== Job ==
Pick out each line of the records that contains the string "seat", and copy those lines. Letter case counts.

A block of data
_ _ _ _ _

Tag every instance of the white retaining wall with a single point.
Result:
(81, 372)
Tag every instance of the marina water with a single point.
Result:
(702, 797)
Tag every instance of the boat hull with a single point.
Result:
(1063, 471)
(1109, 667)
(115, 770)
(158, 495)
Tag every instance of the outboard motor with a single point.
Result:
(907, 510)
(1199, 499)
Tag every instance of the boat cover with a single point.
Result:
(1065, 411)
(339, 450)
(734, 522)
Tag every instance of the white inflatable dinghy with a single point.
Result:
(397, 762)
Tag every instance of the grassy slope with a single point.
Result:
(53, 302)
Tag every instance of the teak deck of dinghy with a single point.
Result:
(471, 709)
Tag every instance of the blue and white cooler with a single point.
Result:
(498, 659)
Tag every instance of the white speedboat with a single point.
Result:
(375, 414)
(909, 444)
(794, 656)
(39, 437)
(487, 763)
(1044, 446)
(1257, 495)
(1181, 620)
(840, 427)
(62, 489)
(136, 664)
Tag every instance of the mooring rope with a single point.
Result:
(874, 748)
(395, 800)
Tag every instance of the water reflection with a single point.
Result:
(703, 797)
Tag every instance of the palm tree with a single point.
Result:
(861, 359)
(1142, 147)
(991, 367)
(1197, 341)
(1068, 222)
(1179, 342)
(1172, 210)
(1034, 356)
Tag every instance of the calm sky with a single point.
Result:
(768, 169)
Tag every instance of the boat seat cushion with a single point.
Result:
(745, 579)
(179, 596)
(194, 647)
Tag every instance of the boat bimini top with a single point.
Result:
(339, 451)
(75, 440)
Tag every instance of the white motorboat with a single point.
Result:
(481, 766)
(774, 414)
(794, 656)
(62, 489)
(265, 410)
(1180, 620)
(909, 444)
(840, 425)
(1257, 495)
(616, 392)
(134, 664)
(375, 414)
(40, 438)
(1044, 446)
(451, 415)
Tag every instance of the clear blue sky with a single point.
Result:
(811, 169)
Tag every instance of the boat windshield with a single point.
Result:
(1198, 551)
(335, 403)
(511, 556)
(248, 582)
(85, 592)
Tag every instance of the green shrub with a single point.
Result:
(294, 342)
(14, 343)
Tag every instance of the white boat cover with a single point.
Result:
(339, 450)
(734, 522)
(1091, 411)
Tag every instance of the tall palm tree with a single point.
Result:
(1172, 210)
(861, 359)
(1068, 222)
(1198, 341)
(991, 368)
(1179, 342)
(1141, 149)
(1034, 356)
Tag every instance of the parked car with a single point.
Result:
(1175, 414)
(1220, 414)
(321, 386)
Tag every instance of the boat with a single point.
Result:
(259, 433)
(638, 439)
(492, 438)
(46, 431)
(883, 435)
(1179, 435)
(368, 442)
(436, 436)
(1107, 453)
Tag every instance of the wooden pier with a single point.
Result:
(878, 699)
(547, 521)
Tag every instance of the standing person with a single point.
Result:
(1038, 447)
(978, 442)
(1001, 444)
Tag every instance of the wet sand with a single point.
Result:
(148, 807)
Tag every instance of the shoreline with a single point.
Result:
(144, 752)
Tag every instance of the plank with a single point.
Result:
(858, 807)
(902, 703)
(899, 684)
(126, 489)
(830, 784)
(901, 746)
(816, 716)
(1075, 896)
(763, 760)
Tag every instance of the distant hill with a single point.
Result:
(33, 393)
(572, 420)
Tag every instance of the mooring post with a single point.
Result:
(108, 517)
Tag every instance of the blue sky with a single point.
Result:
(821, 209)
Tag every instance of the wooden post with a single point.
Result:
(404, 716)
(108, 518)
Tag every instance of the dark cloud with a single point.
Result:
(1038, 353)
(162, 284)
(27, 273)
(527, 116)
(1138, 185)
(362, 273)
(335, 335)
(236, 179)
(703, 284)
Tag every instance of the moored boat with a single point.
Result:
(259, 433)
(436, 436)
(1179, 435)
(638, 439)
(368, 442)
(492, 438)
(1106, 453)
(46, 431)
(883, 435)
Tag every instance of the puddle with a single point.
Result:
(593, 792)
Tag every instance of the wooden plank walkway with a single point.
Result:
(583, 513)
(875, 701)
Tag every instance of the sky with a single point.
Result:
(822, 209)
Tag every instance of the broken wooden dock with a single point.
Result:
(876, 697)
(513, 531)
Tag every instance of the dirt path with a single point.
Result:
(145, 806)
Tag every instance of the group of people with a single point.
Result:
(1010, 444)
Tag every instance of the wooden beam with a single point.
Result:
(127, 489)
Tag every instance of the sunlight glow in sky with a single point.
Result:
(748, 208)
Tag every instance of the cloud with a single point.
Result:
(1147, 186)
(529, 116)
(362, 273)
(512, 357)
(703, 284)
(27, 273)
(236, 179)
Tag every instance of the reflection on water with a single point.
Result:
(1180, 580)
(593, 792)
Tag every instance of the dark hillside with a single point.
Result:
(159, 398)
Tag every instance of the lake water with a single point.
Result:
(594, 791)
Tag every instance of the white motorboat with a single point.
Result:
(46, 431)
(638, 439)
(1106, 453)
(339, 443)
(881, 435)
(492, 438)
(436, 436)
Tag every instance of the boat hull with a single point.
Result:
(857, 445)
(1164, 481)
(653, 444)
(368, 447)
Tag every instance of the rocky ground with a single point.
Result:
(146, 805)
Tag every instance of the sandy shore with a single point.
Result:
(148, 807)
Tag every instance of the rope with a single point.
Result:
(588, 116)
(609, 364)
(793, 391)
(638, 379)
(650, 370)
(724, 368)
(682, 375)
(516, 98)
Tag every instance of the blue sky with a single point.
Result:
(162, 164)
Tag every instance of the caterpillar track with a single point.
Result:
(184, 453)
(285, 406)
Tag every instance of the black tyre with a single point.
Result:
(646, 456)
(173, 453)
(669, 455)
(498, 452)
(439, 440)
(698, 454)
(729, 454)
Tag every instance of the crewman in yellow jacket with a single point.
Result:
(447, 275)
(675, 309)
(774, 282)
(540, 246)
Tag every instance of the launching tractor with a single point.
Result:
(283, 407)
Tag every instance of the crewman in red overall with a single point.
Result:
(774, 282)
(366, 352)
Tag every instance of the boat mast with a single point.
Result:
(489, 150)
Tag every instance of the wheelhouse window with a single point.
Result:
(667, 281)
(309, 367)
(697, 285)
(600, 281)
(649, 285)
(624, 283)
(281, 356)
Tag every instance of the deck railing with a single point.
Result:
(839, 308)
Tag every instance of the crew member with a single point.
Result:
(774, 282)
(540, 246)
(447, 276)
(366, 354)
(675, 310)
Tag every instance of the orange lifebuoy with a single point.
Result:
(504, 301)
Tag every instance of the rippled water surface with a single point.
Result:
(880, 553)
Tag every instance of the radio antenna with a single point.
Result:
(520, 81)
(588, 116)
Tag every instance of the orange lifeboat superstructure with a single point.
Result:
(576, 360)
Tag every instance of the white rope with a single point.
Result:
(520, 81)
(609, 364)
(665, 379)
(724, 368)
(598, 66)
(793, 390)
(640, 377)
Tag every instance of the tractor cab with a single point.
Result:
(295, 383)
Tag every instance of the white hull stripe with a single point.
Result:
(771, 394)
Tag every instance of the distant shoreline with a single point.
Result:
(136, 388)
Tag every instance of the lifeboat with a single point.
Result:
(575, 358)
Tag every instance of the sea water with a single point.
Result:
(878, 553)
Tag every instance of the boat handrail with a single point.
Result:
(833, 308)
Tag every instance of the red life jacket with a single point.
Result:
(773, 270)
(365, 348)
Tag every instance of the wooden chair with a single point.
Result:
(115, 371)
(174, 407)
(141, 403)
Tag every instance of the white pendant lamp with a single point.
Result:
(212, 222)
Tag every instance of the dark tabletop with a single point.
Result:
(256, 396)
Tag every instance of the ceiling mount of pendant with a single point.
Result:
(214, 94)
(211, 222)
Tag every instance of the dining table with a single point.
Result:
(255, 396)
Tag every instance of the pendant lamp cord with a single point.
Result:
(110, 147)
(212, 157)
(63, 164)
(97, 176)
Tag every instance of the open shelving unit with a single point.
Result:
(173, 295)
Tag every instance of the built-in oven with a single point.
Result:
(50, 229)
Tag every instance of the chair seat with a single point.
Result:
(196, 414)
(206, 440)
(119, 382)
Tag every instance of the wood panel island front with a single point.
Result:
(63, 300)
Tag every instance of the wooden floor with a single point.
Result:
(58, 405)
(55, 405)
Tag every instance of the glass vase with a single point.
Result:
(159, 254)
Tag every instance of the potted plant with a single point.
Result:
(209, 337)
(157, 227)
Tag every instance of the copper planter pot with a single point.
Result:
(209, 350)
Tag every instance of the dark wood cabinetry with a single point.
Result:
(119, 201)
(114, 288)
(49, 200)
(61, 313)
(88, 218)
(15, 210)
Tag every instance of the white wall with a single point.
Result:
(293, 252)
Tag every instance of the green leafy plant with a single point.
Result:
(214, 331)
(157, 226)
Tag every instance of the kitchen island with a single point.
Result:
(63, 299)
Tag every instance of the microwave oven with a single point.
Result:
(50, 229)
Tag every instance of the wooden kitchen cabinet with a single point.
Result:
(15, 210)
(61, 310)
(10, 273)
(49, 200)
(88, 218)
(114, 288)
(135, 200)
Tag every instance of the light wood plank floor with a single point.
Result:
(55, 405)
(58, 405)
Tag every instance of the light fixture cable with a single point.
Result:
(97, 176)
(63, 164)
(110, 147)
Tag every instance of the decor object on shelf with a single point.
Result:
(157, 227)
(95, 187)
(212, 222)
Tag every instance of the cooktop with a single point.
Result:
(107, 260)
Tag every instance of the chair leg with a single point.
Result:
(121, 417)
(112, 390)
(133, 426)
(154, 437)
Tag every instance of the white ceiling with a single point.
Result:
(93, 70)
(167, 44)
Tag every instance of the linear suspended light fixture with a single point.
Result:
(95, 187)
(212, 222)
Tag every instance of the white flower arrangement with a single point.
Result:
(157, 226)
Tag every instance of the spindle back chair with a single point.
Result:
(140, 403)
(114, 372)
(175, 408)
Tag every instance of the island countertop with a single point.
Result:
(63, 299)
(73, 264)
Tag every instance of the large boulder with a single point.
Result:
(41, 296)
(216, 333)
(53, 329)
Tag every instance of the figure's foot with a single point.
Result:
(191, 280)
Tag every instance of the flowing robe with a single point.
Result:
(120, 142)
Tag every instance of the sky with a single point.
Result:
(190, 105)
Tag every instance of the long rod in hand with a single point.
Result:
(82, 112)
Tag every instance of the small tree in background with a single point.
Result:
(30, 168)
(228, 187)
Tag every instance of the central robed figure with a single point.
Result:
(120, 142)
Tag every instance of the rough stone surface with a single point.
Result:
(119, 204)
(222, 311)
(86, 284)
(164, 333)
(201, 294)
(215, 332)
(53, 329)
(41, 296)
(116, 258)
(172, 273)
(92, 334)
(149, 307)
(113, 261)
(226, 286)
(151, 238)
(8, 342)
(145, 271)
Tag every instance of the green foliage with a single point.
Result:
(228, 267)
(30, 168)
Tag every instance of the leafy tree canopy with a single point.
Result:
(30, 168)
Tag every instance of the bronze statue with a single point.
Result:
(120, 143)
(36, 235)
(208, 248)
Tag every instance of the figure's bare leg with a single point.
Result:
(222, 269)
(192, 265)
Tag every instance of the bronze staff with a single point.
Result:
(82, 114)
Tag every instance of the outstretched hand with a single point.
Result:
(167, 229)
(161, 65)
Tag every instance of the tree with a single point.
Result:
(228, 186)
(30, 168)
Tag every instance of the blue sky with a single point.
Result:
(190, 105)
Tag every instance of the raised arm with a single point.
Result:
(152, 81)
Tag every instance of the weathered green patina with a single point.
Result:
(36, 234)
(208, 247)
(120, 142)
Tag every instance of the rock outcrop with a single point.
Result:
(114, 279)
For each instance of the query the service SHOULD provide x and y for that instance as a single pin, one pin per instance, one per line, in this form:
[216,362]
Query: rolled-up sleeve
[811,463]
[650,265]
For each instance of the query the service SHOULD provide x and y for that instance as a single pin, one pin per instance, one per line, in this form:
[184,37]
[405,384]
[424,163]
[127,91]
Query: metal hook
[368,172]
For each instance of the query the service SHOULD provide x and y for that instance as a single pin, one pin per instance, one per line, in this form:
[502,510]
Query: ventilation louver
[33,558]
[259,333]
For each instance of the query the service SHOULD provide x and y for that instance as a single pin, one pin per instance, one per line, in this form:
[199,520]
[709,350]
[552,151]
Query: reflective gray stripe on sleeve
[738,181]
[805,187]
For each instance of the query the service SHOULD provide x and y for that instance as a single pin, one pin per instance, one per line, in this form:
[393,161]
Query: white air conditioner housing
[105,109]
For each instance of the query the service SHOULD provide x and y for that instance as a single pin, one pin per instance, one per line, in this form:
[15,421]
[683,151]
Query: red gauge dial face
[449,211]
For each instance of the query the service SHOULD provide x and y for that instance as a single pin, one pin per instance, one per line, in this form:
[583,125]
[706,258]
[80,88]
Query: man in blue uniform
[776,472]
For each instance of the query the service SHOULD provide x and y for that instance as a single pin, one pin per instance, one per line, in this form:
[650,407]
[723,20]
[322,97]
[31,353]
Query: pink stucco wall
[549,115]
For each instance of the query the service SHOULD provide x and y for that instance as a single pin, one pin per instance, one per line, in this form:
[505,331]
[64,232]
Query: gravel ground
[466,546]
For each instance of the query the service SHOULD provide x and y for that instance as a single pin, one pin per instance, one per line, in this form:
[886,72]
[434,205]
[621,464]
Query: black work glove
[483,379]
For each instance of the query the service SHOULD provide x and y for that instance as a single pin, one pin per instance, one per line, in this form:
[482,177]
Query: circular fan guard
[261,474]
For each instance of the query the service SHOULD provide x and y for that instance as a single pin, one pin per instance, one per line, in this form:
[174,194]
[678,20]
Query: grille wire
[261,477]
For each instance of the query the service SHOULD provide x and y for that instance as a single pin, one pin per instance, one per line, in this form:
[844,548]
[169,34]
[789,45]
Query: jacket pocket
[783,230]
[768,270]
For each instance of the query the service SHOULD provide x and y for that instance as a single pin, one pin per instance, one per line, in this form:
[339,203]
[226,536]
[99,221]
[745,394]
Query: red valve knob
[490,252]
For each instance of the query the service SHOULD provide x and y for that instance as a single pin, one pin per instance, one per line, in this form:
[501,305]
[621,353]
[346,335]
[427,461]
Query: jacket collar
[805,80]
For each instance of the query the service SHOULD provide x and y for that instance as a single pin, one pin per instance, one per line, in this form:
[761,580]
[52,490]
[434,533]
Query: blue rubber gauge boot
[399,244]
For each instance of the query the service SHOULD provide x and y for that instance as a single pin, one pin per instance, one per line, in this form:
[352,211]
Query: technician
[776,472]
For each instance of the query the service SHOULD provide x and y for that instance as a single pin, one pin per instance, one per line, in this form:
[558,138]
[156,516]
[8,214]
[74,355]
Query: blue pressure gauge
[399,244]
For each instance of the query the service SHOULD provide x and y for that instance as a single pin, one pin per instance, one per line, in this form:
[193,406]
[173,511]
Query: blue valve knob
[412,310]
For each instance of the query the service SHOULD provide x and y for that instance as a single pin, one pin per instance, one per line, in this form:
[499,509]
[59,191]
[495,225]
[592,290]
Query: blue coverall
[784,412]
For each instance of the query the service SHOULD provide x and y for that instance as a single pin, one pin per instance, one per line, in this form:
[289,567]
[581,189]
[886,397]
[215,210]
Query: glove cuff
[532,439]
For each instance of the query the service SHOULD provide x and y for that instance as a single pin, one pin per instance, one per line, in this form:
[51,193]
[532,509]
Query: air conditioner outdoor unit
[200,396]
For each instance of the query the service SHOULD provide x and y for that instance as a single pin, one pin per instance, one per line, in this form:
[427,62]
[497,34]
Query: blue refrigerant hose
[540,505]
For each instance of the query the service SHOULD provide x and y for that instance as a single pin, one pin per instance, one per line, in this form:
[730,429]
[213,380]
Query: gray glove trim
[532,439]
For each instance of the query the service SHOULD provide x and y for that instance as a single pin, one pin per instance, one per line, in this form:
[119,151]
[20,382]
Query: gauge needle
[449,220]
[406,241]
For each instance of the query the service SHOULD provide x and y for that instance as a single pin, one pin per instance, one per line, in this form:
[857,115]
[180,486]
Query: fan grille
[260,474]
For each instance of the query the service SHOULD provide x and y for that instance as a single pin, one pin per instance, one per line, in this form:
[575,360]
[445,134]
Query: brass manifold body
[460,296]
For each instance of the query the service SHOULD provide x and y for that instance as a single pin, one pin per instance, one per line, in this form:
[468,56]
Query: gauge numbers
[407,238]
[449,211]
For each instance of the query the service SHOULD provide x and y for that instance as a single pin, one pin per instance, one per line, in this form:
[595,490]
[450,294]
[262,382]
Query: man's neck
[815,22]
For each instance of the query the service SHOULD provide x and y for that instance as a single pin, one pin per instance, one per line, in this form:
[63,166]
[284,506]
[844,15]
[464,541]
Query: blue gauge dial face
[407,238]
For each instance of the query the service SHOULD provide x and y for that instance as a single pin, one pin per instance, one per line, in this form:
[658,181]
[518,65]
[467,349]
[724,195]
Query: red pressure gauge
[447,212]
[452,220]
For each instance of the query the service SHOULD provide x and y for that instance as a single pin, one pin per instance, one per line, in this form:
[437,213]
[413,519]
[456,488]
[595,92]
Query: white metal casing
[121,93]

_ _ _ _ _

== Solution to this exercise ==
Tag every instance of the boat seat cushion with a single point.
Tag every instance of the chair seat with a single point.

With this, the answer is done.